YOUR ASSIGNMENT
Copy the data exactly, keeping every line intact.

⁂

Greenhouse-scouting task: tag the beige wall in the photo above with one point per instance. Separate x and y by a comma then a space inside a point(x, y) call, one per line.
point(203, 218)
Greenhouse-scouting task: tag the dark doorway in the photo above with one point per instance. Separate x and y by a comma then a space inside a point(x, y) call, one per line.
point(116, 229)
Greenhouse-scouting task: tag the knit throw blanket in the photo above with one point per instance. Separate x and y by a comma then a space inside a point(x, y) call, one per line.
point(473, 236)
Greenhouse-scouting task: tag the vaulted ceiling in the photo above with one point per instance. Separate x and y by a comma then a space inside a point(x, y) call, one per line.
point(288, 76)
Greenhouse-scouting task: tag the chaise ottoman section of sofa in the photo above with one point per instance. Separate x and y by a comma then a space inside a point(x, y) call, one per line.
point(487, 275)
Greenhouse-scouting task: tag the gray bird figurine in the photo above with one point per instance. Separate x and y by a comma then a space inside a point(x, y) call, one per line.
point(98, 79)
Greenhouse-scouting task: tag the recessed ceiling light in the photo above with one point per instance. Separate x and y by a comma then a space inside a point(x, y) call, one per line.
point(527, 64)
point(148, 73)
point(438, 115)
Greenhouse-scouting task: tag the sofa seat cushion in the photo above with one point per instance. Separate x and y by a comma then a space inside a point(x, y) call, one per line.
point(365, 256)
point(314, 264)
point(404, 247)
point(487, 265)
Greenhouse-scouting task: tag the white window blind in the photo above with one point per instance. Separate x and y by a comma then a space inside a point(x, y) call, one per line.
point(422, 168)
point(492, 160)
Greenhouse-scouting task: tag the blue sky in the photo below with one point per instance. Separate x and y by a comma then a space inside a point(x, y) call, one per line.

⁂

SOLUTION TO THIS EXERCISE
Greenhouse-scouting task: tag the beige wall in the photo above with one point per instance. Separate x and y by a comma then a space inside a point(x, y) call, one per line.
point(203, 218)
Greenhouse-scouting task: tag the dark doorway in the photo above with one point per instance. Separate x and y by a comma then a space inside a point(x, y) call, one per line.
point(116, 229)
Greenhouse-scouting task: tag the knit throw blanket in the photo above with one point per instance. Separate x and y by a comma then a space inside a point(x, y) call, one per line.
point(473, 236)
Greenhouse-scouting task: tag the vaulted ceiling in the photo above with one point per instance. Separate x and y by a comma then a space inside a point(x, y) call, one per line.
point(288, 76)
Greenhouse-scouting task: tag the chaise ottoman section of sofa in the photo above with one point per instance. Separate x and y by a comma then a space inside a point(x, y) call, one per line.
point(487, 275)
Greenhouse-scouting task: tag the gray bird figurine in the photo above with one point per instance. Separate x and y by a comma then a space inside a point(x, y) call, one per line.
point(98, 79)
Greenhouse-scouting task: tag the recessed ceiling light in the photo above with one point per instance. Separate x and y by a comma then a space inside a point(x, y) call, one per line.
point(527, 64)
point(148, 73)
point(438, 115)
Greenhouse-scouting task: tag the sofa seat cushion in the photo above with one point per instance. Separate x and y by a comma then a space inside a point(x, y) call, one per line.
point(365, 256)
point(314, 264)
point(404, 247)
point(487, 265)
Greenhouse-scouting task: tag the white window blind in the photo above with one point per instance. Separate x and y by a comma then a space inside a point(x, y) call, one per line.
point(422, 168)
point(492, 160)
Greenhouse-scouting task: tag the blue sky in the photo below with one point per instance. Separate x and y by a comma then a space inside a point(x, y) call, one per line.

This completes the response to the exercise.